• _Task to carry out_
Count the lines in the items below that contain the string "brick". Reply with the number alone.

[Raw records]
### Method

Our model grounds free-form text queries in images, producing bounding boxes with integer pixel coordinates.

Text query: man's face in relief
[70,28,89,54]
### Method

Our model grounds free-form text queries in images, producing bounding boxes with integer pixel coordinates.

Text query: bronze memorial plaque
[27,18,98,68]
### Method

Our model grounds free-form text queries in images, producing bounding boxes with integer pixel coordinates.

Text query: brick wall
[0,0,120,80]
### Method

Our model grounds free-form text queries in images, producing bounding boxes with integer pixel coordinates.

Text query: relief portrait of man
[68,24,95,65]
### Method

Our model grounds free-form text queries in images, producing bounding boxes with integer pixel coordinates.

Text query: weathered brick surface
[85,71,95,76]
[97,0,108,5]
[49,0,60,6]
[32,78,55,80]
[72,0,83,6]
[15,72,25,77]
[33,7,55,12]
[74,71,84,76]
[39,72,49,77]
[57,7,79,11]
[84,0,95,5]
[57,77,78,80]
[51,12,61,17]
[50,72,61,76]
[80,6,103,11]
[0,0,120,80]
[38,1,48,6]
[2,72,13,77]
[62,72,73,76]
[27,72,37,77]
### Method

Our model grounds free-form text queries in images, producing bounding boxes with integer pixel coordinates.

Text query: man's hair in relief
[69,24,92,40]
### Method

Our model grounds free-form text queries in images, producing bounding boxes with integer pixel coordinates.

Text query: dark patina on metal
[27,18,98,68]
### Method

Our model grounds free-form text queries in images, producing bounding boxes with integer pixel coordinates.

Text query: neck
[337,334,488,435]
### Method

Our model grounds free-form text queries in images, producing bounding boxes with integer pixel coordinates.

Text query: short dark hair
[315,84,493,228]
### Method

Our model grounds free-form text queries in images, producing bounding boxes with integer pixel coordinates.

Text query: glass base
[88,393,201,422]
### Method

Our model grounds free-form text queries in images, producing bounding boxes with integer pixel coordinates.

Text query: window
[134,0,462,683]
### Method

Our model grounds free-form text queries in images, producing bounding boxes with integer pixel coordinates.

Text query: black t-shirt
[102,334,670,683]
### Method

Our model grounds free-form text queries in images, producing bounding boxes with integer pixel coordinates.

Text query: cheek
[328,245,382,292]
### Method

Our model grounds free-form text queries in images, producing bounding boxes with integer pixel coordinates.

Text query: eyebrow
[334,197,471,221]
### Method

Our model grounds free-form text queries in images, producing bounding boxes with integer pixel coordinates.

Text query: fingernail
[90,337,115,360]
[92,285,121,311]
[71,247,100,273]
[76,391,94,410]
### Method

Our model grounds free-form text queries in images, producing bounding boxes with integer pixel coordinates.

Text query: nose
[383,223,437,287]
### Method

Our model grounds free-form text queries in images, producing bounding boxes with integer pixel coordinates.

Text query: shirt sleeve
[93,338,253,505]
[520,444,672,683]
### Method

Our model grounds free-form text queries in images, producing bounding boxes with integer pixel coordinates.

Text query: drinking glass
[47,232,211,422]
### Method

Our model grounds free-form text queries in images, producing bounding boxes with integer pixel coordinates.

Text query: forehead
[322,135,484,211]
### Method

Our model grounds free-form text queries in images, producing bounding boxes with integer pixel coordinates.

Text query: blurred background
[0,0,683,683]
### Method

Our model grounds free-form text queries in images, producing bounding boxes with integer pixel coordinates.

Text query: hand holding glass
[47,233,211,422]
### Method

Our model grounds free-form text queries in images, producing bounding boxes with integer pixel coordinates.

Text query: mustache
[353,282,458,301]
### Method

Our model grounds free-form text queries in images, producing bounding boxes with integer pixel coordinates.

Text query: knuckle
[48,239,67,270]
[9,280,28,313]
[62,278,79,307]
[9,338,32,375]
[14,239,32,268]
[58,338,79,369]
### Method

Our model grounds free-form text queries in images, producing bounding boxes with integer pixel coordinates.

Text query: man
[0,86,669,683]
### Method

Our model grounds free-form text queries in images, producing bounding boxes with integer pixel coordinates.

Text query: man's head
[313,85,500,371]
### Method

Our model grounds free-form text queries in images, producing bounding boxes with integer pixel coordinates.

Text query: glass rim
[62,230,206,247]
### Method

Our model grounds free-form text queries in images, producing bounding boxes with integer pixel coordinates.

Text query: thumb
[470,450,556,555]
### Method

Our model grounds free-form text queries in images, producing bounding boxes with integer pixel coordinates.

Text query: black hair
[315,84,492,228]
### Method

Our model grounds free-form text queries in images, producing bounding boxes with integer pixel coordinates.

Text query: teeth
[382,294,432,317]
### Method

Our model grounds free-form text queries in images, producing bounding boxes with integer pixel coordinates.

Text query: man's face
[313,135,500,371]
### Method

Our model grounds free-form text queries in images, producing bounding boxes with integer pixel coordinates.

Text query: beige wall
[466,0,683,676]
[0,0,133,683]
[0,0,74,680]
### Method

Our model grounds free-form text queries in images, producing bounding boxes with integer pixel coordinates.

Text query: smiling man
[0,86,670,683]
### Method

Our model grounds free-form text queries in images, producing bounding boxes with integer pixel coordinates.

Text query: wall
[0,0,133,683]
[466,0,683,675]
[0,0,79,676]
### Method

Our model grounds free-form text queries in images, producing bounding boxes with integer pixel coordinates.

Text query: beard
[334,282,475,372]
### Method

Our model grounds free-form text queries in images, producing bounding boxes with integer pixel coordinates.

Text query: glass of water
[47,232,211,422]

• _Exercise answer_
2